§ Task description
Set out everything from the line containing "the green field" down to the line containing "column 43, row 134" in the records below as a Markdown table with the columns Number and Record line. Skip blank lines.

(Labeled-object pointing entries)
begin
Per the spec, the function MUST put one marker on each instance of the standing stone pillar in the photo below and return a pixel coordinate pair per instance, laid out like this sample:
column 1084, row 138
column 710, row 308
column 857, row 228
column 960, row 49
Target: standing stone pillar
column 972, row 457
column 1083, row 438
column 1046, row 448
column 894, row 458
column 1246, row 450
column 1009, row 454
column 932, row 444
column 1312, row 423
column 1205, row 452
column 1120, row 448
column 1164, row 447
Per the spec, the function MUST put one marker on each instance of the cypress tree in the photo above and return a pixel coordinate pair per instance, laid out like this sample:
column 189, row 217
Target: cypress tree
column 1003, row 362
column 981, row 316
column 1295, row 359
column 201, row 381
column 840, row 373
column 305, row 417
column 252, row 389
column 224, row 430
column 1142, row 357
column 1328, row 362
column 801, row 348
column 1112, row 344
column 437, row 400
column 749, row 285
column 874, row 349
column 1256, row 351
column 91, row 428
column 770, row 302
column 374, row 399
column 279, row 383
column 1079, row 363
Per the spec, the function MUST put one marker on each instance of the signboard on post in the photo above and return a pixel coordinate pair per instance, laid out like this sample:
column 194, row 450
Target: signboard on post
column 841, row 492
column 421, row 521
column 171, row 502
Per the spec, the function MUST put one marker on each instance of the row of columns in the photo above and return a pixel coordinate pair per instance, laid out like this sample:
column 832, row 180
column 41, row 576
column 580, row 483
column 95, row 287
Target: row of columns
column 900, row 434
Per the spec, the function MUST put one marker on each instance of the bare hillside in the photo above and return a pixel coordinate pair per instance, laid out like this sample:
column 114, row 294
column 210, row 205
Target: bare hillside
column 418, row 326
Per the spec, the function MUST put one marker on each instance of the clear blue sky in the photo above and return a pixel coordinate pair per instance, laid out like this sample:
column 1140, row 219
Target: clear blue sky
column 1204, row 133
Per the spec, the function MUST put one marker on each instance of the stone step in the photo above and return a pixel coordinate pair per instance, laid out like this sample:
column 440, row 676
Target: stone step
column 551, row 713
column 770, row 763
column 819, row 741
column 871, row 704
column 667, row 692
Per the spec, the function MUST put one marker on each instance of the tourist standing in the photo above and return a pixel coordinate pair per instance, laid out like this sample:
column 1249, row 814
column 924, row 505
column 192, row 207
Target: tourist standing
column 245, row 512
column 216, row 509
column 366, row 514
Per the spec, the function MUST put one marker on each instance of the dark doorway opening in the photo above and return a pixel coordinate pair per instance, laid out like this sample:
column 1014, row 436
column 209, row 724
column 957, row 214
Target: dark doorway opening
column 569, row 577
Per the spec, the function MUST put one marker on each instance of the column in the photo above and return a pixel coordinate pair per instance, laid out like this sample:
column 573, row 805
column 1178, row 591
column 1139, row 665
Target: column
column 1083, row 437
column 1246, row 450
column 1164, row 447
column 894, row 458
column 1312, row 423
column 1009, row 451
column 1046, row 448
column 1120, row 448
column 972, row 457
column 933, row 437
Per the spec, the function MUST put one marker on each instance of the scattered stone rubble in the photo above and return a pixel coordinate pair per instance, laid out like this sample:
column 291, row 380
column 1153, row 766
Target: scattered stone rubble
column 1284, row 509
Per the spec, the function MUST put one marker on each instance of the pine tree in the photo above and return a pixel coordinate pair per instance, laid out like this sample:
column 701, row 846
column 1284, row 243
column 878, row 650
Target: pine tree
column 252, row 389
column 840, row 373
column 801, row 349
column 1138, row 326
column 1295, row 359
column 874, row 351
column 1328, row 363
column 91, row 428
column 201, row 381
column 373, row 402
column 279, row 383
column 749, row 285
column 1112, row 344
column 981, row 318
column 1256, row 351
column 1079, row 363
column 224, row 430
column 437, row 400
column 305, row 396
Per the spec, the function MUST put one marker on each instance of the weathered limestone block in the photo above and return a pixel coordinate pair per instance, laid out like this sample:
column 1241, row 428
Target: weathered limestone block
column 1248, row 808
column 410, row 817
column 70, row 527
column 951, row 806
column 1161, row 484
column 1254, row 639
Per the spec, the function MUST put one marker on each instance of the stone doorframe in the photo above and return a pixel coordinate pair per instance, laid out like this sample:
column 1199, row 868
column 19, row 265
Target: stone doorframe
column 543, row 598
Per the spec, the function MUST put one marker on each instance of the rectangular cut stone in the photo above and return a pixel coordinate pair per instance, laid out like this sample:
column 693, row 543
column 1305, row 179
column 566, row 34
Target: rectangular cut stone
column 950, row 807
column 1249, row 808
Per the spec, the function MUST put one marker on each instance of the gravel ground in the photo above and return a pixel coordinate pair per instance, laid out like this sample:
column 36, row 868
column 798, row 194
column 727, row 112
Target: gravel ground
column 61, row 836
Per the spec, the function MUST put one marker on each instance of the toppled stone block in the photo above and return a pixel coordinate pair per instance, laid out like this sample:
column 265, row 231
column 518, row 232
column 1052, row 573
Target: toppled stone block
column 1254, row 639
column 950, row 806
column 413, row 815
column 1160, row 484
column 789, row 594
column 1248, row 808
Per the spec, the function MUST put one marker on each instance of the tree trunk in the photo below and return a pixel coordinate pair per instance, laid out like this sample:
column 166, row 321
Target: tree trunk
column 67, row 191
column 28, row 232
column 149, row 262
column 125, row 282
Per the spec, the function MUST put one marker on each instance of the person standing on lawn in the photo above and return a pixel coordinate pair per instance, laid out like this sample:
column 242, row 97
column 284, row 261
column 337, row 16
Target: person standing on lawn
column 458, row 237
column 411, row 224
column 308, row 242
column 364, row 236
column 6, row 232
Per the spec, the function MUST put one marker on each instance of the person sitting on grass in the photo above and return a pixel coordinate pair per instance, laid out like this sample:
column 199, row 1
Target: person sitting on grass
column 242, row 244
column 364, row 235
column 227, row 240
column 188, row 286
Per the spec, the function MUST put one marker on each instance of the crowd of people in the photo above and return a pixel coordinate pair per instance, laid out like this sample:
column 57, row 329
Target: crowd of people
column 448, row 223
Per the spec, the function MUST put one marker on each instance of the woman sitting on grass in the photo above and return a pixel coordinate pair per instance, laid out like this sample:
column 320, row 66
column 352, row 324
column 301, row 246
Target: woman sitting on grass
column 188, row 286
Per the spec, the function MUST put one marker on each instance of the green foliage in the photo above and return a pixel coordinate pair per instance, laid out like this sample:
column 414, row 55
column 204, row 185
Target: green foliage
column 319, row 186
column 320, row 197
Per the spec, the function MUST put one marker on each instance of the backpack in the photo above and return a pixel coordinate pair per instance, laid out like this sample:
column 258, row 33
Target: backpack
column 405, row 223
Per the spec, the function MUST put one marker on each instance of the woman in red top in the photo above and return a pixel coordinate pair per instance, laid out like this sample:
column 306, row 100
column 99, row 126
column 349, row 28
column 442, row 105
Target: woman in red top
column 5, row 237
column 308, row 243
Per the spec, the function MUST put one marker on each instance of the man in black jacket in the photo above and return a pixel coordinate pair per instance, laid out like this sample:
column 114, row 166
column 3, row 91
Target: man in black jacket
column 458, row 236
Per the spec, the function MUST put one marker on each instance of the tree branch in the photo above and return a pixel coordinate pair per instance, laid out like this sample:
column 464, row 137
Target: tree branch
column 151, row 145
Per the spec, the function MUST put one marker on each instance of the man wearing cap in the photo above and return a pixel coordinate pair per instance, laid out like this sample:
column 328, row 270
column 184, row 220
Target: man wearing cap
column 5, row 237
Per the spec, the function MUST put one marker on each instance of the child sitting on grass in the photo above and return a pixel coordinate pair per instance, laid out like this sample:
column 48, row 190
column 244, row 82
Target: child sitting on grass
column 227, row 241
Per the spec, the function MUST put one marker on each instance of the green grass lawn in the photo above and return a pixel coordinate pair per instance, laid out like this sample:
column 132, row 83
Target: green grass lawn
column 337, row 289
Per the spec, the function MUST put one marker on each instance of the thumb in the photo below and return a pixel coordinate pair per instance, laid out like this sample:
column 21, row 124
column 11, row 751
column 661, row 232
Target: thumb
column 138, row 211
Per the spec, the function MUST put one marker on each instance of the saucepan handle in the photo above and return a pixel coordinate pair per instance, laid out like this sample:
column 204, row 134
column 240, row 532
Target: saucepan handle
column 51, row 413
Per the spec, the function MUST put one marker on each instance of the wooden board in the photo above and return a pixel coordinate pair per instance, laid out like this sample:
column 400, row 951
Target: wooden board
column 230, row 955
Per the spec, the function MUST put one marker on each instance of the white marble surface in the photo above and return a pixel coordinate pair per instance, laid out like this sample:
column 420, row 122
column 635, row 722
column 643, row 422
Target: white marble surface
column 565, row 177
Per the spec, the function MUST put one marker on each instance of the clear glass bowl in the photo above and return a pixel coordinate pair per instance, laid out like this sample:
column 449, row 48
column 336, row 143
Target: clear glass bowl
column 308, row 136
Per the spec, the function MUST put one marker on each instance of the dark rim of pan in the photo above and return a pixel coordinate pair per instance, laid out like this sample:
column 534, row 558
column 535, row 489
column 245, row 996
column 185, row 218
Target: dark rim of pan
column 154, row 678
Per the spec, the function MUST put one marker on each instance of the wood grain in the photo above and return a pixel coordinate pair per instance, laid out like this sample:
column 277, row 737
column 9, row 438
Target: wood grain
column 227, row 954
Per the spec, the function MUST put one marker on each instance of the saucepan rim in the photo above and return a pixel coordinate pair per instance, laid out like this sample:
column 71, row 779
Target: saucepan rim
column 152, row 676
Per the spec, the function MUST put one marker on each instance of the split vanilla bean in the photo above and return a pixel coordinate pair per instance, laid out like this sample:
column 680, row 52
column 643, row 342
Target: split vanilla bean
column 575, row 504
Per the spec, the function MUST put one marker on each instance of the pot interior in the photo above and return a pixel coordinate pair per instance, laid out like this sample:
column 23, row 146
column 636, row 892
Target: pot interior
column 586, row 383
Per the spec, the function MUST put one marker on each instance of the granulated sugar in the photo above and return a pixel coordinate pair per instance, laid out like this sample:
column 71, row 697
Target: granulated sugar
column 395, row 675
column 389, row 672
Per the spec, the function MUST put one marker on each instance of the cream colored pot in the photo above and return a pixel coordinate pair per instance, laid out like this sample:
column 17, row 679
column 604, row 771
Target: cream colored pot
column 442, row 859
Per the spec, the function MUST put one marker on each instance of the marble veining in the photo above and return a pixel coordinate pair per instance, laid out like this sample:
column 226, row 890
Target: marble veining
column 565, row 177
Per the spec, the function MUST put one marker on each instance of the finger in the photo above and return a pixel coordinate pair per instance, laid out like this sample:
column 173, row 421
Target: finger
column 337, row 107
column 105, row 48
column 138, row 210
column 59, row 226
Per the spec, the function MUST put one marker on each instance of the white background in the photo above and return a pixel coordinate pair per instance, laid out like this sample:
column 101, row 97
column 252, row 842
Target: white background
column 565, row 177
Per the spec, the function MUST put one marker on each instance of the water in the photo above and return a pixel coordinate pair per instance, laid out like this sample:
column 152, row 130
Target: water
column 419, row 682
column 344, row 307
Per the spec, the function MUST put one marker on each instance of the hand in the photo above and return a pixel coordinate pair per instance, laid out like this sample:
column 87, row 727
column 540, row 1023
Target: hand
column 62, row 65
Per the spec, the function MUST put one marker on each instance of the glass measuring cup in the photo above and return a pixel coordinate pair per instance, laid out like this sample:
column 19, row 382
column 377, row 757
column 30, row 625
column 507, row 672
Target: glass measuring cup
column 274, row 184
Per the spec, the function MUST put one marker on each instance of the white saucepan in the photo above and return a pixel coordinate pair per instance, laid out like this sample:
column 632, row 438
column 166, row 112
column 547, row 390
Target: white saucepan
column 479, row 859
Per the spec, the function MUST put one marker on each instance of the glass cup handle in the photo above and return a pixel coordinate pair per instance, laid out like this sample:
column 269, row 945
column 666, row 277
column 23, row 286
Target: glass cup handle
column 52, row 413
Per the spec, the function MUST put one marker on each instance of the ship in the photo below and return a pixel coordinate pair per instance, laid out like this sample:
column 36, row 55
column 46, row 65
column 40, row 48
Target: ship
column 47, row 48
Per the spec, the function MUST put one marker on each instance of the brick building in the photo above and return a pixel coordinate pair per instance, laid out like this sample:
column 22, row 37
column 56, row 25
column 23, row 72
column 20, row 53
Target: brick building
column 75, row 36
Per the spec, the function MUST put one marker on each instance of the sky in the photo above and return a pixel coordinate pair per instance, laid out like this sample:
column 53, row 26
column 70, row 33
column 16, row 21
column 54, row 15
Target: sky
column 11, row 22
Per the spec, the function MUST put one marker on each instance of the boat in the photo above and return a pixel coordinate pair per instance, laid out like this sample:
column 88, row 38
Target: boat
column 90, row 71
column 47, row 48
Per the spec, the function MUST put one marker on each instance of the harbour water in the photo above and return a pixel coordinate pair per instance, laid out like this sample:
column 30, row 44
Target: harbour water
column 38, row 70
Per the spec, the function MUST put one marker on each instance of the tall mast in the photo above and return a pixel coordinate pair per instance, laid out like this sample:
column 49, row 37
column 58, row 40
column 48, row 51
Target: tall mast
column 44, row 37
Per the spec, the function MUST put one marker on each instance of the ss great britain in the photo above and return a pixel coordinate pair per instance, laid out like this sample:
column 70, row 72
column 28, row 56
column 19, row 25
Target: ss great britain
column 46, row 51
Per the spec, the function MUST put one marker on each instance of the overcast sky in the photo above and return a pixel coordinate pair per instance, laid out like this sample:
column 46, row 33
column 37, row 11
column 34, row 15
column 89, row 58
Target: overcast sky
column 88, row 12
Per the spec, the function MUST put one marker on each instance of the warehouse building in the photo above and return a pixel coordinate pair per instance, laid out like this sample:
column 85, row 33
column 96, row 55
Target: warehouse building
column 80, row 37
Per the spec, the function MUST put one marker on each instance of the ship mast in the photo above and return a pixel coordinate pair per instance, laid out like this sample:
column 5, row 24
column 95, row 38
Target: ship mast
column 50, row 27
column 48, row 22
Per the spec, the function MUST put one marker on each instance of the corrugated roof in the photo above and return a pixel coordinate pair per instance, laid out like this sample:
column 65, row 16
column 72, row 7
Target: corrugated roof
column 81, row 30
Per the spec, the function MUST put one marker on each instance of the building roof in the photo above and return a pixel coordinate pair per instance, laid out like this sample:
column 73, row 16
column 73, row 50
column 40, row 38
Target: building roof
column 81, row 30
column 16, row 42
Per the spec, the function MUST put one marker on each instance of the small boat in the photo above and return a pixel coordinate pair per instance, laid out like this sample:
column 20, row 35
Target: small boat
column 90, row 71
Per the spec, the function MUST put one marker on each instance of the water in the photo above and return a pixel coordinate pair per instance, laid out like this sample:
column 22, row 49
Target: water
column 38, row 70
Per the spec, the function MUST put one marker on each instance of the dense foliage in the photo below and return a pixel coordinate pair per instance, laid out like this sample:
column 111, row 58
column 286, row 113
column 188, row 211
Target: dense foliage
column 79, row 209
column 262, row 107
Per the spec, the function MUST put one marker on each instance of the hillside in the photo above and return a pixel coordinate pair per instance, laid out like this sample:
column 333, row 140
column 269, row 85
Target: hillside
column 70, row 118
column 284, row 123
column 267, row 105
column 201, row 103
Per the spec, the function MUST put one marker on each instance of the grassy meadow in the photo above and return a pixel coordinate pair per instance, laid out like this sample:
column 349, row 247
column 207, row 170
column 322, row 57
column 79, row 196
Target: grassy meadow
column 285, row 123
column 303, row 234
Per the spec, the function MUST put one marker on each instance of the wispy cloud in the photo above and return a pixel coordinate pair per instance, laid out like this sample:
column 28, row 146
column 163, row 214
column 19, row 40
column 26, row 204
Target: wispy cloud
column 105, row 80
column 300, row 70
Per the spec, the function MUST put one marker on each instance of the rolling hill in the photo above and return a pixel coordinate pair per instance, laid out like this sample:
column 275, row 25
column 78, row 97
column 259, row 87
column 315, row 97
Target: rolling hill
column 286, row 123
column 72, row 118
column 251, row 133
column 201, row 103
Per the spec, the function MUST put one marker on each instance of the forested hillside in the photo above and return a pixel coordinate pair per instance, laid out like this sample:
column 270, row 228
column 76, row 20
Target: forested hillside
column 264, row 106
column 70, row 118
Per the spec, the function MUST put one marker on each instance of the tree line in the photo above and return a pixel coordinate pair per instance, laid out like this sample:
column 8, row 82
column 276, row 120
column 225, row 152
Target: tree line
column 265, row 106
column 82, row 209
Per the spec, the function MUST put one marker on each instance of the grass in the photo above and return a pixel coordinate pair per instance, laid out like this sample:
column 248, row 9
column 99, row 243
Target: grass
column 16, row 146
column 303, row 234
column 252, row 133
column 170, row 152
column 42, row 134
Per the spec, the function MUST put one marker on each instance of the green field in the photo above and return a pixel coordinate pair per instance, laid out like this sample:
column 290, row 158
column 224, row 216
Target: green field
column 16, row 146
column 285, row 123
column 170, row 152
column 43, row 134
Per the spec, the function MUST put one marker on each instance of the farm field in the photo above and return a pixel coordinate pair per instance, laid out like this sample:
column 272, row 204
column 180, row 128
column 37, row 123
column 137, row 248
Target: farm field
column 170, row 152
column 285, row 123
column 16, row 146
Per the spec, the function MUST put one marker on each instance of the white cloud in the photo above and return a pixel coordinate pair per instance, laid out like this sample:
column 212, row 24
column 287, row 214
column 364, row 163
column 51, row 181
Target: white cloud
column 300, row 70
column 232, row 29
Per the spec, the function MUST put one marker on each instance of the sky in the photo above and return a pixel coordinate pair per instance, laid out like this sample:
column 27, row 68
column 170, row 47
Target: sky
end
§ Written solution
| Number | Record line |
|---|---|
| 1 | Per the spec, the function MUST put one marker on each instance of the green field in the photo above and return a pixel coordinate pair per instance, laid out like this sample: |
| 2 | column 290, row 158 |
| 3 | column 224, row 216 |
| 4 | Target: green field |
| 5 | column 16, row 146 |
| 6 | column 285, row 123 |
| 7 | column 170, row 152 |
| 8 | column 43, row 134 |